» Object location labeling data:
-- Start --
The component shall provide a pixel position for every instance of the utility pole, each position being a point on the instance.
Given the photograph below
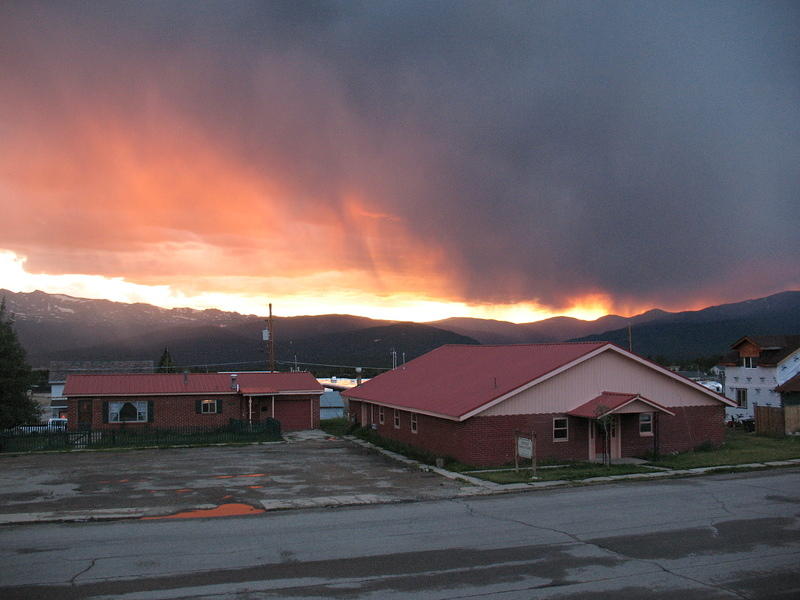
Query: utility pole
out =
(269, 337)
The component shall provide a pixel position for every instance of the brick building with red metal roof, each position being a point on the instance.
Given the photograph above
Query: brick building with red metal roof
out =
(469, 403)
(168, 400)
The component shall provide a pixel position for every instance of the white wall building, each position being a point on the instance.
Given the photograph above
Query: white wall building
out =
(755, 366)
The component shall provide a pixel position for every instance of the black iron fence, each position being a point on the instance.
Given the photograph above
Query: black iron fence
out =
(140, 437)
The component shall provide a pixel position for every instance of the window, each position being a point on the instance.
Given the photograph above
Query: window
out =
(210, 406)
(646, 424)
(560, 429)
(741, 397)
(127, 412)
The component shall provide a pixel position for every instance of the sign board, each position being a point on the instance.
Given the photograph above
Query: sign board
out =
(524, 447)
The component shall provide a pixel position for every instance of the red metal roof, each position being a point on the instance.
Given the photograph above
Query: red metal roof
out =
(454, 380)
(611, 401)
(170, 384)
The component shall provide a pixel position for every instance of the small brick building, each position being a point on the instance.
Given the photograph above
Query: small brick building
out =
(470, 402)
(170, 400)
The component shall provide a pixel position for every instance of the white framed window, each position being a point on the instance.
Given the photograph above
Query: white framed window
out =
(646, 424)
(741, 397)
(127, 412)
(560, 429)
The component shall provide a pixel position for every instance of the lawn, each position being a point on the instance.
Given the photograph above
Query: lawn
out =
(739, 448)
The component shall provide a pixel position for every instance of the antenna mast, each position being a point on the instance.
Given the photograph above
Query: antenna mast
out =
(269, 337)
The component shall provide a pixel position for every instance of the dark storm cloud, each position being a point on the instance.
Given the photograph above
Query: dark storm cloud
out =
(650, 150)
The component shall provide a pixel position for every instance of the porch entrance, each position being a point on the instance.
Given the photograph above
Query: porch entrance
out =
(597, 439)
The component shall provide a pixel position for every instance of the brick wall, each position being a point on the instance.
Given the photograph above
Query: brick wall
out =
(294, 413)
(484, 441)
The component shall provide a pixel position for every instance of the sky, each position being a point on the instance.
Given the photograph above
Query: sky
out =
(404, 160)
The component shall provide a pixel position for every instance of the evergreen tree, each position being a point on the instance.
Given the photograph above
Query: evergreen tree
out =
(166, 364)
(16, 407)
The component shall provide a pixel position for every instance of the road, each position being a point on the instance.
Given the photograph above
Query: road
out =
(726, 536)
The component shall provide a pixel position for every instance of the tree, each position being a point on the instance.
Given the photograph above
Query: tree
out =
(16, 407)
(165, 363)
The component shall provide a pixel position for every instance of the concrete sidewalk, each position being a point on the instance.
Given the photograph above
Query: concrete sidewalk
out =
(309, 470)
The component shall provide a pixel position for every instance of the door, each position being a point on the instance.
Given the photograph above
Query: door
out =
(85, 414)
(598, 448)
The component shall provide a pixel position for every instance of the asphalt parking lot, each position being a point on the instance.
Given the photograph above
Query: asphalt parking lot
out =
(307, 470)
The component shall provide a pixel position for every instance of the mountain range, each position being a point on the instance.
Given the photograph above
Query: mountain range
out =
(59, 327)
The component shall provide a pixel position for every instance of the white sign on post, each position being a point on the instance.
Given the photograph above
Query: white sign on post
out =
(524, 447)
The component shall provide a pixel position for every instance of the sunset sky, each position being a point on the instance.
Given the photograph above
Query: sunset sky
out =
(405, 160)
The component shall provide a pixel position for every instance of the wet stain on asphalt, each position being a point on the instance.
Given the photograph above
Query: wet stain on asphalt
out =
(744, 535)
(223, 510)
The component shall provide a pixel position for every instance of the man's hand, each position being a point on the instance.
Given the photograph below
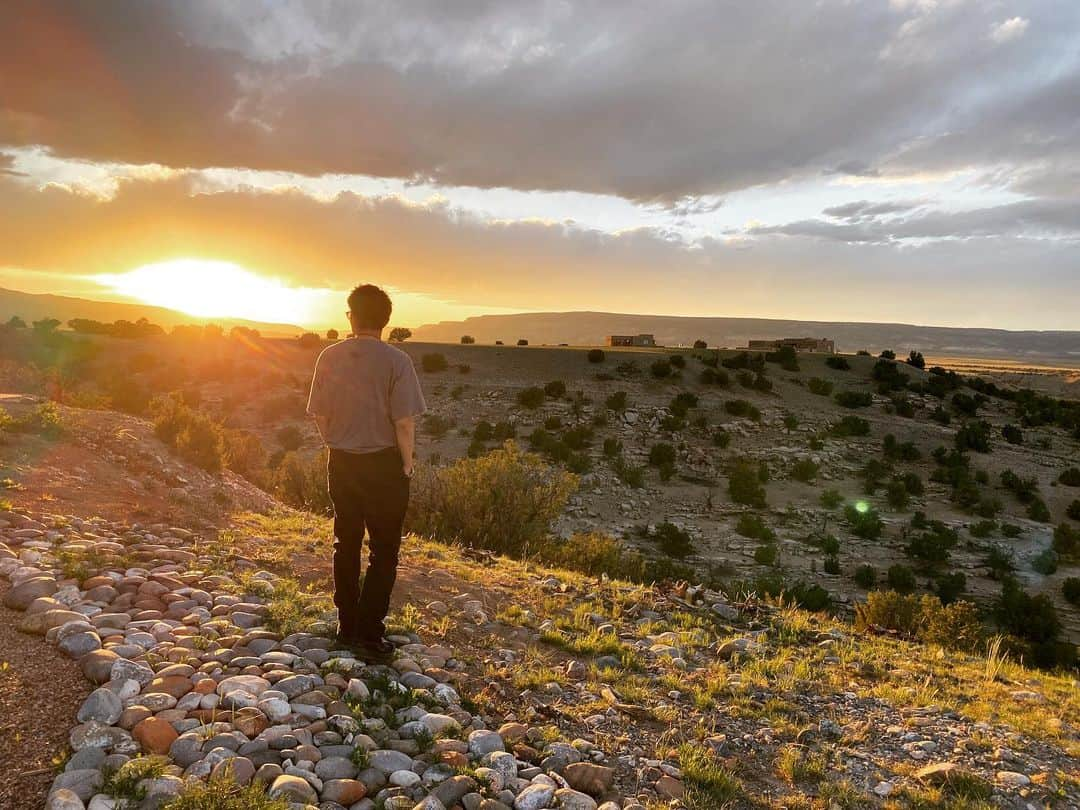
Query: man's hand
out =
(405, 429)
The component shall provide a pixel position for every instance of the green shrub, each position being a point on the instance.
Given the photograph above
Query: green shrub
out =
(831, 499)
(838, 363)
(1012, 434)
(1035, 620)
(1067, 541)
(933, 544)
(1038, 511)
(1045, 562)
(973, 435)
(966, 404)
(632, 476)
(926, 619)
(434, 362)
(941, 416)
(744, 484)
(300, 482)
(672, 540)
(955, 625)
(865, 576)
(504, 501)
(864, 523)
(888, 377)
(766, 554)
(849, 427)
(660, 368)
(901, 578)
(555, 389)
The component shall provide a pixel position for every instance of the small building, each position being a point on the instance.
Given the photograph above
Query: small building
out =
(822, 346)
(639, 340)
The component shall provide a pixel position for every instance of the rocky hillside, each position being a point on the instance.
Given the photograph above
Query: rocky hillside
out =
(214, 682)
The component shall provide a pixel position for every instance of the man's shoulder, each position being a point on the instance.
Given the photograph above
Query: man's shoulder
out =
(333, 351)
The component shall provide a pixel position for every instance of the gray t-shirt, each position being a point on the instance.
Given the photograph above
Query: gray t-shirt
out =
(362, 386)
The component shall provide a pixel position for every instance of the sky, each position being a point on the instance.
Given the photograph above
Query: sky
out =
(909, 161)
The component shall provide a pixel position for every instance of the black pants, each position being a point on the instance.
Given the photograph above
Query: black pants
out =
(368, 490)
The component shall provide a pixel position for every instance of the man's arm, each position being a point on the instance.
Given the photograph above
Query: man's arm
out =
(405, 429)
(321, 424)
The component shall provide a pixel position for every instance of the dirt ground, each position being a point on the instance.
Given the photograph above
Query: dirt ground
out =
(40, 692)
-- End --
» EXERCISE DIRECTIONS: Lay out every line of the material above as a JSON list of strings, one string per line, skipping blank lines. Leave the pictures out.

» WRITTEN REPLY:
[
  "The component shall provide a pixel position for every instance of the utility pole, each position being a point on the instance.",
  "Given the photograph below",
  "Query: utility pole",
  "out =",
  "(269, 337)",
  "The component shall provide a pixel position for every instance of the brick building with red metal roof, each position being a point on the instance.",
  "Given the photograph above",
  "Query: brick building with red metal roof",
  "out =",
  "(469, 403)",
  "(168, 400)",
  "The component shall provide a pixel position for every instance of the white wall building, each position being a point on the instance.",
  "Given the photograph above",
  "Query: white wall building",
  "out =",
  "(755, 366)",
  "The component shall provide a pixel position for every instance of the black iron fence, each position being a point on the instance.",
  "Given the photograph above",
  "Query: black iron fence",
  "out =",
  "(140, 437)",
  "The component shall provide a pixel position for every instance of the window, each position being a point on the instance.",
  "Given the photograph above",
  "Query: window",
  "out =",
  "(210, 406)",
  "(646, 424)",
  "(560, 429)",
  "(741, 397)",
  "(127, 412)",
  "The component shall provide a pixel position for every instance of the sign board, each position being a point on the instance.",
  "Given the photograph above",
  "Query: sign board",
  "out =",
  "(524, 447)",
  "The component shall provide a pixel position for every instance of the red metal roof, each position being a point on the instance.",
  "Given the photograph above",
  "Query: red metal roof",
  "out =",
  "(454, 380)",
  "(611, 401)",
  "(170, 384)",
  "The component shall provide a pixel position for every instance of the small brick building, each position being a point on the instance.",
  "Given the photograph above",
  "Query: small brick building",
  "out =",
  "(470, 402)",
  "(170, 400)",
  "The component shall provide a pixel position for every instance of the white framed window, each position being a point on the instance.",
  "Given the photograph above",
  "Query: white framed window",
  "out =",
  "(646, 424)",
  "(741, 397)",
  "(127, 412)",
  "(560, 429)",
  "The component shall provide a pixel position for every instance of the lawn, each position being a point on the instance.",
  "Given the photograph above",
  "Query: lawn",
  "out =",
  "(739, 448)",
  "The component shall provide a pixel position for every instance of the antenna mast, each position being a point on the instance.",
  "Given the photograph above",
  "Query: antenna mast",
  "out =",
  "(269, 337)",
  "The component shall provide a pixel position for every instance of the dark storm cloud, each position being a point on the instance.",
  "Given the photograph above",
  "Query: dark storm cloud",
  "out =",
  "(650, 150)",
  "The component shall provide a pixel position for every instance of the porch entrance, each position being a point on the instance.",
  "Given the photograph above",
  "Query: porch entrance",
  "out =",
  "(597, 439)",
  "The component shall provide a pixel position for every instance of the brick wall, each position being a point on the instance.",
  "Given the photograph above",
  "Query: brick wall",
  "out =",
  "(294, 413)",
  "(484, 441)",
  "The component shall provide a pixel position for every instance of the sky, each position being a point on the instance.",
  "Given the photograph above",
  "Query: sky",
  "out =",
  "(404, 160)",
  "The component shall provide a pixel position for every instance of the evergreen tree, each position being a point on the instance.",
  "Given the photograph above",
  "Query: evergreen tree",
  "out =",
  "(166, 364)",
  "(16, 407)",
  "The component shall provide a pixel position for every instance of the road, each position being a point on the instance.",
  "Given the photograph above",
  "Query: road",
  "out =",
  "(726, 536)",
  "The component shall provide a pixel position for every instance of the tree, each position being a point on the instance.",
  "Given the photograph above",
  "Query: tree",
  "out =",
  "(16, 407)",
  "(165, 363)",
  "The component shall provide a pixel position for every instance of the concrete sidewalk, each position being a point on the instance.",
  "Given the photograph above",
  "Query: concrete sidewalk",
  "out =",
  "(309, 470)",
  "The component shall provide a pixel position for every instance of the door, each position being a point on the instance.",
  "Given the photograph above",
  "Query: door",
  "out =",
  "(85, 414)",
  "(598, 448)",
  "The component shall provide a pixel position for every instance of the asphalt parking lot, each position being a point on the instance.",
  "Given the photograph above",
  "Query: asphalt parking lot",
  "out =",
  "(307, 470)",
  "The component shall provide a pixel position for every instance of the mountain range, each position being a point on the instance.",
  "Given the photograph above",
  "Query: mountain range",
  "out =",
  "(59, 327)",
  "The component shall provide a pixel position for every instance of the white sign on post, each position being a point on the instance.",
  "Given the photograph above",
  "Query: white sign on post",
  "out =",
  "(524, 447)",
  "The component shall provide a pixel position for every instance of the sunset sky, each position being a point on the instance.",
  "Given the photograph above",
  "Query: sunset sky",
  "out =",
  "(405, 160)",
  "The component shall provide a pixel position for every instance of the wet stain on asphalt, each position being a point on the instance.",
  "Given the photograph above",
  "Query: wet stain on asphalt",
  "out =",
  "(744, 535)",
  "(223, 510)",
  "The component shall provide a pixel position for every instance of the man's hand, each position being a point on the instance.",
  "Given the photograph below",
  "Query: man's hand",
  "out =",
  "(405, 429)",
  "The component shall provide a pixel position for every instance of the green shrub, each position being a point on the instance.",
  "Given the photograph above",
  "Query: green shrub",
  "out =",
  "(831, 499)",
  "(838, 363)",
  "(1012, 434)",
  "(1035, 620)",
  "(1067, 541)",
  "(933, 544)",
  "(1038, 511)",
  "(1045, 562)",
  "(973, 435)",
  "(966, 404)",
  "(632, 476)",
  "(926, 619)",
  "(434, 362)",
  "(941, 416)",
  "(744, 484)",
  "(300, 482)",
  "(672, 540)",
  "(955, 625)",
  "(865, 576)",
  "(504, 501)",
  "(864, 523)",
  "(888, 377)",
  "(766, 554)",
  "(849, 427)",
  "(660, 368)",
  "(901, 578)",
  "(555, 389)",
  "The component shall provide a pixel position for every instance of the small building, each position being a point on the instance.",
  "Given the photograph above",
  "Query: small building",
  "out =",
  "(822, 346)",
  "(639, 340)",
  "The component shall provide a pixel position for every instance of the rocky hillside, each position being a point on the instance.",
  "Given the photograph above",
  "Query: rocky hillside",
  "out =",
  "(214, 682)",
  "The component shall provide a pixel position for every instance of the man's shoulder, each position being a point on the instance.",
  "Given the photograph above",
  "Query: man's shoulder",
  "out =",
  "(333, 351)",
  "The component shall provide a pixel position for every instance of the gray t-shirt, each position being a point on the instance.",
  "Given the photograph above",
  "Query: gray t-shirt",
  "out =",
  "(362, 386)",
  "The component shall provide a pixel position for every instance of the sky, each position being a point on the instance.",
  "Given the photograph above",
  "Query: sky",
  "out =",
  "(909, 161)",
  "The component shall provide a pixel position for every instance of the black pants, each position being a point on the instance.",
  "Given the photograph above",
  "Query: black pants",
  "out =",
  "(368, 490)",
  "The component shall provide a pixel position for every instance of the man's arm, each position being a point on the instance.",
  "Given the photograph above",
  "Query: man's arm",
  "out =",
  "(405, 429)",
  "(321, 424)",
  "The component shall provide a pixel position for every instance of the dirt ground, each position being a point on the instance.",
  "Given the photograph above",
  "Query: dirt ground",
  "out =",
  "(40, 692)"
]